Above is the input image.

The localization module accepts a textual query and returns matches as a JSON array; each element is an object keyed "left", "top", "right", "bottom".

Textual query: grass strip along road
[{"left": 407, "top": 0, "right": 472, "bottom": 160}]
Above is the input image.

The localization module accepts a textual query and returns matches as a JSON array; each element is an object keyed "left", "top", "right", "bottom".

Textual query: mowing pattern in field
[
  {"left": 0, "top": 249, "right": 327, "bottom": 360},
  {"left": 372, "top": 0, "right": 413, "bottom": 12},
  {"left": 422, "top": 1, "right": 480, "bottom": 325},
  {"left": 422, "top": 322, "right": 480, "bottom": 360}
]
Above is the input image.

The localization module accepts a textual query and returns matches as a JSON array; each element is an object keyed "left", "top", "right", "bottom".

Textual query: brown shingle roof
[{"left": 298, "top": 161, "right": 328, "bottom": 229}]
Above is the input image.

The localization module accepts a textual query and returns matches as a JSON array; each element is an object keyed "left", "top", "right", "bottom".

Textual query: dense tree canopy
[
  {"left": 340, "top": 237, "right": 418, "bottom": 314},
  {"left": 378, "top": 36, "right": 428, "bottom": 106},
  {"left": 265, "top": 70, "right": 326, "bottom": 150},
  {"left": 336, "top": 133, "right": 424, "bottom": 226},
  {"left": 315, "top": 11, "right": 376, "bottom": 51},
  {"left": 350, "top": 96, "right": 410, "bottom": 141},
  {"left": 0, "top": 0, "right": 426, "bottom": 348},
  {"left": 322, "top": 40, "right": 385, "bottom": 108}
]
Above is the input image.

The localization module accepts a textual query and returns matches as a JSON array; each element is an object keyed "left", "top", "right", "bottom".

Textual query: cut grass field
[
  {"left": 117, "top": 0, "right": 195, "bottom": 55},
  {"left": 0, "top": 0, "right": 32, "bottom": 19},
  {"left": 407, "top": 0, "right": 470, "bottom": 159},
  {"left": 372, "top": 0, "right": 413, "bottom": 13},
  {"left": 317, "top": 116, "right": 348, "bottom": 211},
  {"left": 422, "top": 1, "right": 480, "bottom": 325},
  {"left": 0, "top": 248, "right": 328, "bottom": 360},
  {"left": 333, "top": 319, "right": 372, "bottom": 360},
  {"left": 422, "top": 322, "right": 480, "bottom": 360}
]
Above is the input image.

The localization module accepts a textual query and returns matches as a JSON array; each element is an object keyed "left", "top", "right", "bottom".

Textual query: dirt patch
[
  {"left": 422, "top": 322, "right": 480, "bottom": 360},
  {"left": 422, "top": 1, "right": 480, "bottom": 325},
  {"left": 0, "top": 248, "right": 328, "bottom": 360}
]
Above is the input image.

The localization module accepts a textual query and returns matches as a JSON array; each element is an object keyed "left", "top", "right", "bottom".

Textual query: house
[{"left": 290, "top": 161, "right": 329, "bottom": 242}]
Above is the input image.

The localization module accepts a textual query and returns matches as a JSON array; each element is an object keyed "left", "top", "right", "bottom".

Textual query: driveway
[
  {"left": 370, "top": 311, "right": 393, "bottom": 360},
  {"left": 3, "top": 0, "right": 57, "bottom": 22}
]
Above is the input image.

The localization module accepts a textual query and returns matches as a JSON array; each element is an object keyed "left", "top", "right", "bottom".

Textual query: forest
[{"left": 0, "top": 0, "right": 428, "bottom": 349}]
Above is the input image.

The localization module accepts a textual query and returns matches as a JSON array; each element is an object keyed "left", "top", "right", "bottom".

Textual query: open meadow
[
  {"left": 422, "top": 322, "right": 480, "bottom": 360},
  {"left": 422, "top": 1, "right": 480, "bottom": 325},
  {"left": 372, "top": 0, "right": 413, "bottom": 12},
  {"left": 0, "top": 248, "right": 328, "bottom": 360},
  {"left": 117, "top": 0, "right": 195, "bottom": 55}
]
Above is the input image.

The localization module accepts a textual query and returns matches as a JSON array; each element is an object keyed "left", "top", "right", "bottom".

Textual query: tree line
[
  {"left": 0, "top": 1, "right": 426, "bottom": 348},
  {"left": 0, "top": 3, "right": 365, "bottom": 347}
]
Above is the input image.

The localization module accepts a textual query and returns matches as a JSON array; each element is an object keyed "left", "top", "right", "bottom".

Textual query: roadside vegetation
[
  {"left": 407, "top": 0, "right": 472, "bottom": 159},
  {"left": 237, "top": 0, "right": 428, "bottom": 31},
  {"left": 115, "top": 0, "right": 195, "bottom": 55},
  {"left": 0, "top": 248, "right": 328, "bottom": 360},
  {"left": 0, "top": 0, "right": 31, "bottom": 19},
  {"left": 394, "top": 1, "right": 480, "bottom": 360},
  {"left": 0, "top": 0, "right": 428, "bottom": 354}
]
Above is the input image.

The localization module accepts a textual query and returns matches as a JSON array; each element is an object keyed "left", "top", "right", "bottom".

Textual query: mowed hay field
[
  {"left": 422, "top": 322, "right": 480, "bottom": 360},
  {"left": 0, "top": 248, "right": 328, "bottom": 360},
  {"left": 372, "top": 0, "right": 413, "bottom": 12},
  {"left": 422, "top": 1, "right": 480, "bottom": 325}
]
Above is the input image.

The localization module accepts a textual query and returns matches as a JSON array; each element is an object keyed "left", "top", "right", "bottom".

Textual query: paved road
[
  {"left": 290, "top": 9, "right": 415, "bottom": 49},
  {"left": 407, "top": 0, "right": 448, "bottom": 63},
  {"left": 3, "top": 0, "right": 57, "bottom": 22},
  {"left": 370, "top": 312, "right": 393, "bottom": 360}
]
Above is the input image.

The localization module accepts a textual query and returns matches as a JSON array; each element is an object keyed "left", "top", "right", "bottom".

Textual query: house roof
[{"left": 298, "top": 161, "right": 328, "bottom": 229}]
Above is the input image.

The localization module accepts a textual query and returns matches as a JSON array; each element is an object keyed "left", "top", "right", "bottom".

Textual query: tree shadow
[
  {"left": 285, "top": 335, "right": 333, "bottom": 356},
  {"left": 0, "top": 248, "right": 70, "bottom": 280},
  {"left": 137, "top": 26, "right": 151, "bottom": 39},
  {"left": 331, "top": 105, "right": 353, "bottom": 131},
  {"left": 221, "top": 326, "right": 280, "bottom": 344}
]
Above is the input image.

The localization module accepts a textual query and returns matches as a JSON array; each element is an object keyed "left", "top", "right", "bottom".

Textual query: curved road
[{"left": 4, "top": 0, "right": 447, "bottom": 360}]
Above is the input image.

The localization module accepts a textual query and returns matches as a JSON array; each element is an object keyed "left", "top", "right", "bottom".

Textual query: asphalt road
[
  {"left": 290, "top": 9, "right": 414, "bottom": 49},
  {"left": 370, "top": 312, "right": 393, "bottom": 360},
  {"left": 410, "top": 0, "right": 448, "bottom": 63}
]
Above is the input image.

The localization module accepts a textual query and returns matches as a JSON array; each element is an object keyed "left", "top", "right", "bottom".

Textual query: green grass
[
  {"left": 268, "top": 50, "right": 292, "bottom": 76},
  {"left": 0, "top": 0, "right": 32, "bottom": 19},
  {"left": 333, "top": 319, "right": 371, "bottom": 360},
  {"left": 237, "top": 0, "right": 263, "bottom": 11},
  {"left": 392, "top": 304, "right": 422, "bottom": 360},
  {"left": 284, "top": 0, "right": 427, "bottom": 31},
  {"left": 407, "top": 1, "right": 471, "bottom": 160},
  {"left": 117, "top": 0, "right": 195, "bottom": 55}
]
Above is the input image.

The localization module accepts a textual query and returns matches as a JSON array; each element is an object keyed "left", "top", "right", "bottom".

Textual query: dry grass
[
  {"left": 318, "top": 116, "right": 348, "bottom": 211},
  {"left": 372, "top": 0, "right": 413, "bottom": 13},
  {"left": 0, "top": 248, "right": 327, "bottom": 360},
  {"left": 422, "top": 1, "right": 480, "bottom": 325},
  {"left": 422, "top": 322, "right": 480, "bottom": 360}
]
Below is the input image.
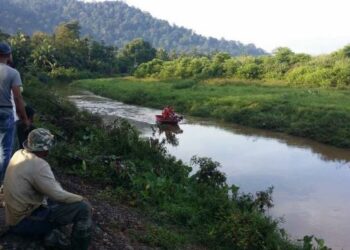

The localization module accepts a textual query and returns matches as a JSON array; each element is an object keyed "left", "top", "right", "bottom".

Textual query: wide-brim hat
[
  {"left": 23, "top": 128, "right": 54, "bottom": 152},
  {"left": 0, "top": 42, "right": 12, "bottom": 55}
]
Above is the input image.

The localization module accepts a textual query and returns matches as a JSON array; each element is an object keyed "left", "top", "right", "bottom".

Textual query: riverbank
[
  {"left": 0, "top": 78, "right": 318, "bottom": 249},
  {"left": 73, "top": 78, "right": 350, "bottom": 148}
]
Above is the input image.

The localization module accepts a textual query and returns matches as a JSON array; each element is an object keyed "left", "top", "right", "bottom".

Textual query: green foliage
[
  {"left": 25, "top": 82, "right": 318, "bottom": 249},
  {"left": 191, "top": 156, "right": 226, "bottom": 187},
  {"left": 134, "top": 47, "right": 350, "bottom": 88},
  {"left": 0, "top": 0, "right": 266, "bottom": 56},
  {"left": 77, "top": 77, "right": 350, "bottom": 147}
]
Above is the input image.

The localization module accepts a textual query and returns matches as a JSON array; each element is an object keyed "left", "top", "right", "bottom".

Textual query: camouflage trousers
[{"left": 10, "top": 201, "right": 92, "bottom": 250}]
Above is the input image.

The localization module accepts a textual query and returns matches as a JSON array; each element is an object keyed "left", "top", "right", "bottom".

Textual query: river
[{"left": 69, "top": 92, "right": 350, "bottom": 249}]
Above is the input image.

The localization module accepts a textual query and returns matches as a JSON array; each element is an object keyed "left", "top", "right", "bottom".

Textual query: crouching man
[{"left": 4, "top": 128, "right": 92, "bottom": 250}]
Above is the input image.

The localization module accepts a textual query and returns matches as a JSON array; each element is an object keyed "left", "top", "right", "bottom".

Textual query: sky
[{"left": 84, "top": 0, "right": 350, "bottom": 55}]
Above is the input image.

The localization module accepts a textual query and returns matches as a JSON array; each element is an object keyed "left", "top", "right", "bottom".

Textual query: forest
[
  {"left": 0, "top": 22, "right": 327, "bottom": 250},
  {"left": 0, "top": 0, "right": 266, "bottom": 55}
]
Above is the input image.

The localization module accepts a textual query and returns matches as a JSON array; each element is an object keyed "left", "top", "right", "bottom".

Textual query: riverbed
[{"left": 69, "top": 92, "right": 350, "bottom": 249}]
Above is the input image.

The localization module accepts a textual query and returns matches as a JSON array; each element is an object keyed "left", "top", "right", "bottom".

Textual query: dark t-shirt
[
  {"left": 17, "top": 121, "right": 35, "bottom": 149},
  {"left": 0, "top": 63, "right": 22, "bottom": 112}
]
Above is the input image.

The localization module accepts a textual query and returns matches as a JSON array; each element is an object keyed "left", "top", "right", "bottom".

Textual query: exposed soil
[{"left": 0, "top": 170, "right": 157, "bottom": 250}]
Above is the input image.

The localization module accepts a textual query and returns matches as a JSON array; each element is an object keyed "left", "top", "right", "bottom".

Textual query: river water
[{"left": 69, "top": 92, "right": 350, "bottom": 249}]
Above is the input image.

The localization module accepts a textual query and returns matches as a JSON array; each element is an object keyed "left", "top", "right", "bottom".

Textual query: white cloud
[{"left": 82, "top": 0, "right": 350, "bottom": 54}]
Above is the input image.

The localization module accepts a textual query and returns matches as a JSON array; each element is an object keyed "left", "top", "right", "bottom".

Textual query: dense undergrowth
[
  {"left": 21, "top": 77, "right": 326, "bottom": 249},
  {"left": 74, "top": 78, "right": 350, "bottom": 148}
]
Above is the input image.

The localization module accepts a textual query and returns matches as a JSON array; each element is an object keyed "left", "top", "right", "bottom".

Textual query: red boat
[{"left": 156, "top": 115, "right": 182, "bottom": 124}]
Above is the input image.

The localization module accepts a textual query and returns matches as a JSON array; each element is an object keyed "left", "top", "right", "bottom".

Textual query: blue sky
[{"left": 84, "top": 0, "right": 350, "bottom": 55}]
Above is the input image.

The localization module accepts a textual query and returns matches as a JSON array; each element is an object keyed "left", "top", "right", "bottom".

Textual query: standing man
[
  {"left": 4, "top": 128, "right": 92, "bottom": 250},
  {"left": 0, "top": 42, "right": 30, "bottom": 184}
]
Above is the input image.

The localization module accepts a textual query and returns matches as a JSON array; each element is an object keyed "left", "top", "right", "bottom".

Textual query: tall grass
[{"left": 74, "top": 78, "right": 350, "bottom": 148}]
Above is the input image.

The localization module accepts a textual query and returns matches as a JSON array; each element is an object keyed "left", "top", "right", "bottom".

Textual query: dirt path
[{"left": 0, "top": 173, "right": 157, "bottom": 250}]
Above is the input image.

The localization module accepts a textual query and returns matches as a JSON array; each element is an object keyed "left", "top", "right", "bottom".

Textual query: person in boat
[
  {"left": 162, "top": 106, "right": 176, "bottom": 119},
  {"left": 4, "top": 128, "right": 92, "bottom": 250}
]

______________________________

What you should do → Locate every line above that contains the string "grass", matching case exactly, and copy each such line in full.

Solution to this problem →
Textual query: grass strip along road
Textual query: cut grass field
Textual query: green grass
Textual query: dry grass
Textual query: tall grass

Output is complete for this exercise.